---- Page

A Simple Way to Organize Your Life by Ed Waken

Priorities

Put the following four words in the correct order of importance;

Work, Family, Church, God


What did you come up with?

Actually, this is a trick question.  The best option is to remove God from the list, put the other three words in any order you’d like and then place God on top of the list.  It might look something like this:

PrioritiesMost of us today would describe our lives as busy.  Probably too busy is more like it.  When we consider our lives as having compartments like work, house work, hobbies, family time, devotional or quiet times with God, church activities, evangelism and on and on, there is simply no way we have time for it all.  However, if we follow the picture above, and we write God over whatever category you place on the list, pretty quickly we can begin to have more time.  How can that happen?.

The Scriptures teach us that “Whatever you do in word or deed, do all in the name of the Lord Jesus, giving thanks through Him to God the Father.” (Colossians 3:17).  In this verse we find the principle of writing God over our lives, in all we do.

Here are a couple of suggestions to help you realize the time you need to live a full, faithful and fruitful life.

--------
---- Given records

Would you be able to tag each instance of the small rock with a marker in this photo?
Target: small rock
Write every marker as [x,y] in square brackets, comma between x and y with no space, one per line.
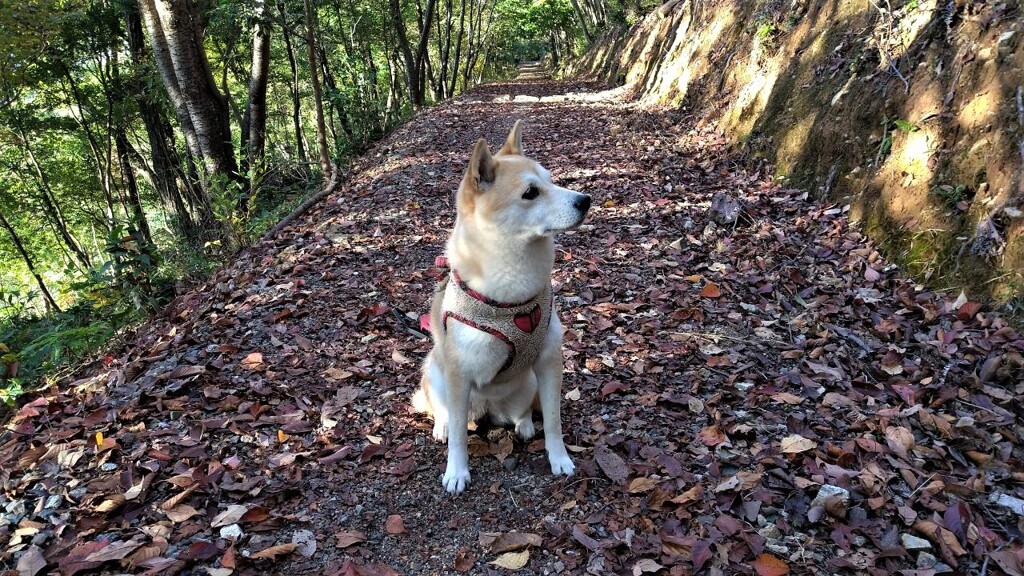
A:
[770,532]
[1008,501]
[926,561]
[911,542]
[725,209]
[827,491]
[306,542]
[743,386]
[230,532]
[1007,42]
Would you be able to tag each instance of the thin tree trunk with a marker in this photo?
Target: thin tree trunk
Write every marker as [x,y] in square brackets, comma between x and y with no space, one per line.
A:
[166,162]
[325,156]
[52,208]
[583,21]
[296,113]
[254,121]
[50,302]
[131,184]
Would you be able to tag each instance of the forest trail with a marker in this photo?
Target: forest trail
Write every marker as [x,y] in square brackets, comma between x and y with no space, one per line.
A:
[744,397]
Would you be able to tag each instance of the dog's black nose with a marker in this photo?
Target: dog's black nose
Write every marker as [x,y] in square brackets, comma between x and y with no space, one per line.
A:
[582,204]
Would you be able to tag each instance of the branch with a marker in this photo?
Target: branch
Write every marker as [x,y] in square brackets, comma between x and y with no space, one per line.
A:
[331,187]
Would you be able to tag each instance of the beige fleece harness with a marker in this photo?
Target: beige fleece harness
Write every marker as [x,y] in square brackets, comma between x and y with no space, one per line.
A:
[522,326]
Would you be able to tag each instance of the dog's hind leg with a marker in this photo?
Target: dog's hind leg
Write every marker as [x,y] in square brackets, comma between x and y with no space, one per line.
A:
[432,398]
[549,381]
[521,406]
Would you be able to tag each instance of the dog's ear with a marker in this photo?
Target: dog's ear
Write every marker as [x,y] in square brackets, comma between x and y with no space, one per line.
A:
[513,144]
[482,166]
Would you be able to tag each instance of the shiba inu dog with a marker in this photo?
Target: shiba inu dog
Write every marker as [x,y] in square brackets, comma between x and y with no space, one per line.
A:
[498,345]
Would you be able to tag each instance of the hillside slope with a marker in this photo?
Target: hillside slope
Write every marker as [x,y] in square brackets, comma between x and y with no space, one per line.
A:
[909,111]
[747,389]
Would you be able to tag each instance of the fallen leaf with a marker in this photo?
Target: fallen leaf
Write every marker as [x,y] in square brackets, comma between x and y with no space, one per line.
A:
[511,561]
[795,444]
[640,485]
[645,565]
[711,290]
[394,525]
[272,552]
[31,562]
[513,541]
[254,362]
[464,561]
[767,565]
[611,464]
[899,440]
[231,516]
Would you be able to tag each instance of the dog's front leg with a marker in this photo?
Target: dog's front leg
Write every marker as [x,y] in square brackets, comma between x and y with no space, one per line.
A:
[457,471]
[549,379]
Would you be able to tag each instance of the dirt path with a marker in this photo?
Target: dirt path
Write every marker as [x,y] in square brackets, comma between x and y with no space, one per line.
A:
[742,398]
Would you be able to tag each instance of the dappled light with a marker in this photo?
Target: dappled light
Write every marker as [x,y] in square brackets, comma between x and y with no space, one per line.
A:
[251,255]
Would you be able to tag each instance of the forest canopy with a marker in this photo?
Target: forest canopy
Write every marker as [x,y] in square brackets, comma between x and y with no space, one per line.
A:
[142,141]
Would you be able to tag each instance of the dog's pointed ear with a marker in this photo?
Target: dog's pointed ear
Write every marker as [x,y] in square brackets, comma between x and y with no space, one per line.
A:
[482,167]
[513,144]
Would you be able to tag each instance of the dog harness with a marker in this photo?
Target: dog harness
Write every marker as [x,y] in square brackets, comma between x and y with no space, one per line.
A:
[522,326]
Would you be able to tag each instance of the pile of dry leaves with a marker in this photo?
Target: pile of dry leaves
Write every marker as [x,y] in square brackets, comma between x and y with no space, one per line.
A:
[751,388]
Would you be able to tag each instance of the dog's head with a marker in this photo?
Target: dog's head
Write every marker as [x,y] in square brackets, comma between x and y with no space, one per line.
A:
[514,196]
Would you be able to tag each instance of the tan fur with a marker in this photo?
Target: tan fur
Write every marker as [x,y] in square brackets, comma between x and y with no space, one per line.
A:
[502,247]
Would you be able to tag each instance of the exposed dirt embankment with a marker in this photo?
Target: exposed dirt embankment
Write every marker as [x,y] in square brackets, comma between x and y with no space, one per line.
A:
[910,112]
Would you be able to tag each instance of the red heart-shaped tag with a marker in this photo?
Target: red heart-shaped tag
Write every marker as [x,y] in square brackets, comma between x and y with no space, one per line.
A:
[529,321]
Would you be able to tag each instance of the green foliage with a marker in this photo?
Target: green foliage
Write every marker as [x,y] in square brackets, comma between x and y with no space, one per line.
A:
[951,195]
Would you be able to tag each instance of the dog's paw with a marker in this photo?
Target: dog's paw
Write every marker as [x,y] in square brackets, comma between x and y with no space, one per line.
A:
[561,464]
[440,430]
[525,428]
[456,480]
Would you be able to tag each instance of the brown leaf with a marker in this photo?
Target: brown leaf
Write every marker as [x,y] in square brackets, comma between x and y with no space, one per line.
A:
[713,436]
[117,550]
[512,561]
[31,562]
[611,464]
[900,440]
[794,444]
[254,362]
[394,525]
[272,552]
[464,561]
[711,290]
[349,538]
[231,516]
[514,541]
[641,485]
[767,565]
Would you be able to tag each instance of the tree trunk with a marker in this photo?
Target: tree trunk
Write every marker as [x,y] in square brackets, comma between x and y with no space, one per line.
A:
[166,162]
[254,121]
[325,156]
[50,302]
[296,112]
[176,35]
[414,63]
[583,21]
[51,207]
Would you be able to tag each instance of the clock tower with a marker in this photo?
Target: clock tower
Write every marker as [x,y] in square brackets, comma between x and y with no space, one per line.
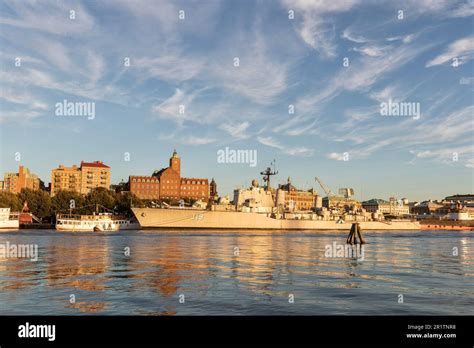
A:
[175,162]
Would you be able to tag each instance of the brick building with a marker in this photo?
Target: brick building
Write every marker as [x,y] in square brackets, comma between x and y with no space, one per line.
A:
[167,183]
[81,179]
[15,182]
[145,187]
[295,199]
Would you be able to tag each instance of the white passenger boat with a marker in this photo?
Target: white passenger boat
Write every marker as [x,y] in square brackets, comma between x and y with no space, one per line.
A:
[9,220]
[100,222]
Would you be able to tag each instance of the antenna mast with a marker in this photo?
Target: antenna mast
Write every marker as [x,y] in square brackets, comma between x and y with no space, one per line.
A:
[267,173]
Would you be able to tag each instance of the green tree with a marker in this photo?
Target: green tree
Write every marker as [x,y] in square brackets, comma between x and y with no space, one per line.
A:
[123,202]
[100,196]
[10,200]
[38,201]
[64,200]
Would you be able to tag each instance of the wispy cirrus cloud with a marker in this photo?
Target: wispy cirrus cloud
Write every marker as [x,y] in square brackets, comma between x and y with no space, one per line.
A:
[462,50]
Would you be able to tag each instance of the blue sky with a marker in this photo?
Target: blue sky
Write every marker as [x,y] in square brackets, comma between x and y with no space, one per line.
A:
[426,57]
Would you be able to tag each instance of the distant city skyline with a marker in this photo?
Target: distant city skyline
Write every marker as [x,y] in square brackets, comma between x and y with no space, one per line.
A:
[318,86]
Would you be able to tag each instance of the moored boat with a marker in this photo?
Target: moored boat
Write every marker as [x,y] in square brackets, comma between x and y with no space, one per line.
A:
[101,222]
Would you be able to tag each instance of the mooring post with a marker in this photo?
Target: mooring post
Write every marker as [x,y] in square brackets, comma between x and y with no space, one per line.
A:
[355,235]
[351,234]
[359,233]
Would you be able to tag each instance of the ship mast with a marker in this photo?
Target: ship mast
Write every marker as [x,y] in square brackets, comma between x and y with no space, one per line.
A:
[267,173]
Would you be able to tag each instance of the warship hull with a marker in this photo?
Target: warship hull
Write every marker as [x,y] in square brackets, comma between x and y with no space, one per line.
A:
[171,218]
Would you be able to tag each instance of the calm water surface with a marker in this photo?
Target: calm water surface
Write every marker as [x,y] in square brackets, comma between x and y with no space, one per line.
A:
[241,273]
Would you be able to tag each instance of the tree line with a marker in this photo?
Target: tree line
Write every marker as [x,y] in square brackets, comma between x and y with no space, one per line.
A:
[45,207]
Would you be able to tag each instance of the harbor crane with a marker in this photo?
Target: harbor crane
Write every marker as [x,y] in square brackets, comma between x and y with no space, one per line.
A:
[324,187]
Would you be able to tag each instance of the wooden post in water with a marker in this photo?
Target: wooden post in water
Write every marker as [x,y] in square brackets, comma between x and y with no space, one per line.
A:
[359,233]
[355,235]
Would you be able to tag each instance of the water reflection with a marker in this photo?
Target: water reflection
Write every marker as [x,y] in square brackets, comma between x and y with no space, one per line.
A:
[247,273]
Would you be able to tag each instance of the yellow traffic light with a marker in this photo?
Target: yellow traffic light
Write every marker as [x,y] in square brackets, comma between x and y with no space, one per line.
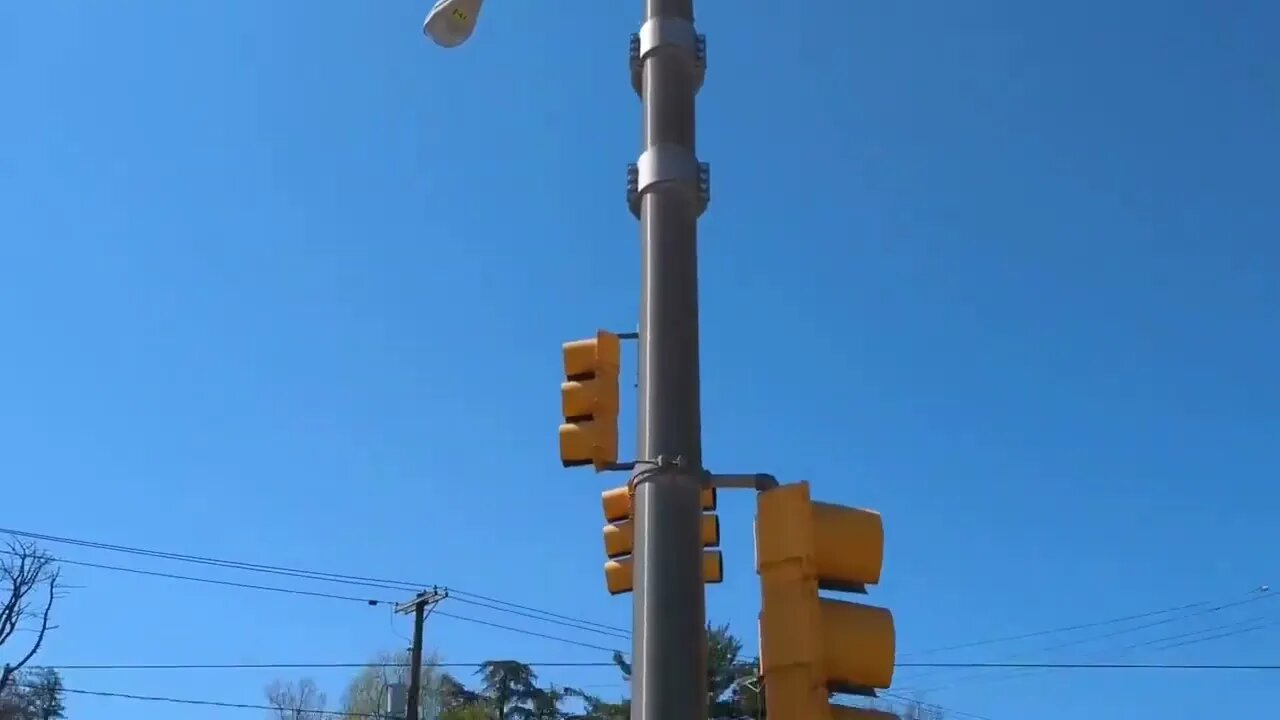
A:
[620,537]
[620,540]
[617,502]
[810,645]
[618,574]
[589,401]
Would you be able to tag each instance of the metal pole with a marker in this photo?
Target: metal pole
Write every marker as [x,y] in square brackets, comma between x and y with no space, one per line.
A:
[415,662]
[419,605]
[668,195]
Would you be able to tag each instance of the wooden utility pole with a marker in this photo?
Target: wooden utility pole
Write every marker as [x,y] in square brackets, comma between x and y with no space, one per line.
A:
[419,606]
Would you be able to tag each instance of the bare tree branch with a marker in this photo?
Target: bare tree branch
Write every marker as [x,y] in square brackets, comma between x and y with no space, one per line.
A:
[24,569]
[296,701]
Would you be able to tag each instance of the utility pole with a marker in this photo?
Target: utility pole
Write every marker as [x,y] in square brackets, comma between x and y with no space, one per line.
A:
[668,190]
[419,607]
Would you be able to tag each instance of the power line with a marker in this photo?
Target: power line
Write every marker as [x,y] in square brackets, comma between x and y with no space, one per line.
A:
[205,702]
[300,665]
[600,664]
[216,582]
[936,706]
[1054,630]
[1253,597]
[333,596]
[382,583]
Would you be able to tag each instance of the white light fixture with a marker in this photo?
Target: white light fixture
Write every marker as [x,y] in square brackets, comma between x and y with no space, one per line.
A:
[451,22]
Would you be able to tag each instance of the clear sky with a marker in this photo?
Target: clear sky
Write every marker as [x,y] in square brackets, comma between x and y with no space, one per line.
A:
[283,282]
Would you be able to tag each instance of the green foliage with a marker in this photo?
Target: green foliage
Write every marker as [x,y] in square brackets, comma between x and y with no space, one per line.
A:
[366,693]
[508,689]
[36,695]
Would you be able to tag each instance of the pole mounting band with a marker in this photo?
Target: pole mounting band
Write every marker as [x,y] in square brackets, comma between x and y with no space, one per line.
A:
[663,469]
[672,167]
[667,33]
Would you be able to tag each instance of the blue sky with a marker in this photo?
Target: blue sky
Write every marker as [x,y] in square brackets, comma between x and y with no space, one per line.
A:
[282,282]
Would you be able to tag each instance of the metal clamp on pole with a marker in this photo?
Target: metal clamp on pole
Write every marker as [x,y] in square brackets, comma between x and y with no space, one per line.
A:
[662,469]
[668,167]
[667,32]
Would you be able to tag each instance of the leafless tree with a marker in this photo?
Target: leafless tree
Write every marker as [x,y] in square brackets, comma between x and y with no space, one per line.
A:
[30,578]
[296,701]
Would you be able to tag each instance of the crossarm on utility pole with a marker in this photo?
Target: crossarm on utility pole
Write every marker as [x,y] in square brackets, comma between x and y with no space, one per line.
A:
[417,606]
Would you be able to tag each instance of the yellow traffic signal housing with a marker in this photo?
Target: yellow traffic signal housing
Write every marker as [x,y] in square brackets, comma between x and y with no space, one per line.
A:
[620,537]
[812,646]
[618,574]
[620,540]
[617,502]
[589,401]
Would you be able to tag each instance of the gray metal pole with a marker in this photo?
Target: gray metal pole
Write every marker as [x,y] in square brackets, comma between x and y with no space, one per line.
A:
[668,679]
[415,662]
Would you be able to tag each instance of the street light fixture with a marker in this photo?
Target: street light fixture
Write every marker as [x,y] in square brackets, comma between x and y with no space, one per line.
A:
[451,22]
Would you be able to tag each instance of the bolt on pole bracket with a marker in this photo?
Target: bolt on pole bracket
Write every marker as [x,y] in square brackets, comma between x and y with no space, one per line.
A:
[667,33]
[668,167]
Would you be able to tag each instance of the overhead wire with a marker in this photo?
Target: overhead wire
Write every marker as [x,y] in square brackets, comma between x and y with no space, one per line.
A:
[603,664]
[382,583]
[208,702]
[334,596]
[1023,673]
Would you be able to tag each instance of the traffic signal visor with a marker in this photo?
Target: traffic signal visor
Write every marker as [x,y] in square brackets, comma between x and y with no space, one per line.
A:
[589,401]
[810,643]
[451,22]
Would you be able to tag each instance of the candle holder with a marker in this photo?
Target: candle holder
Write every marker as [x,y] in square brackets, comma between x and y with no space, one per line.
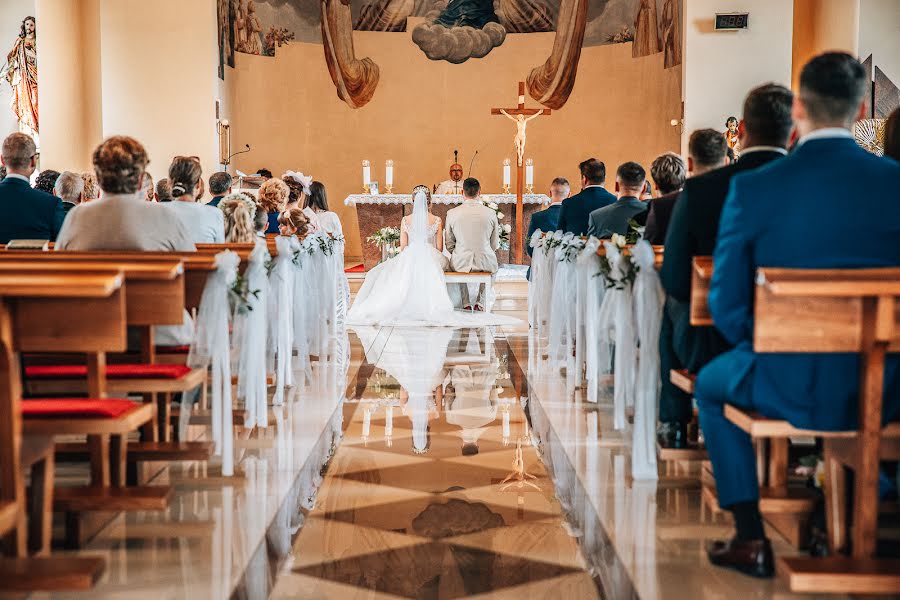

--------

Exercise requirements:
1. Which four words does the priorities text ask the reader to put in order of importance?
2. Swap "trick question" for "puzzle" and write out the part of the priorities text that begins at the words "Work, Family, Church, God" and stops after "can that happen?.".

Solution set:
1. Work, Family, Church, God

2.
Work, Family, Church, God


What did you come up with?

Actually, this is a puzzle.  The best option is to remove God from the list, put the other three words in any order you’d like and then place God on top of the list.  It might look something like this:

PrioritiesMost of us today would describe our lives as busy.  Probably too busy is more like it.  When we consider our lives as having compartments like work, house work, hobbies, family time, devotional or quiet times with God, church activities, evangelism and on and on, there is simply no way we have time for it all.  However, if we follow the picture above, and we write God over whatever category you place on the list, pretty quickly we can begin to have more time.  How can that happen?.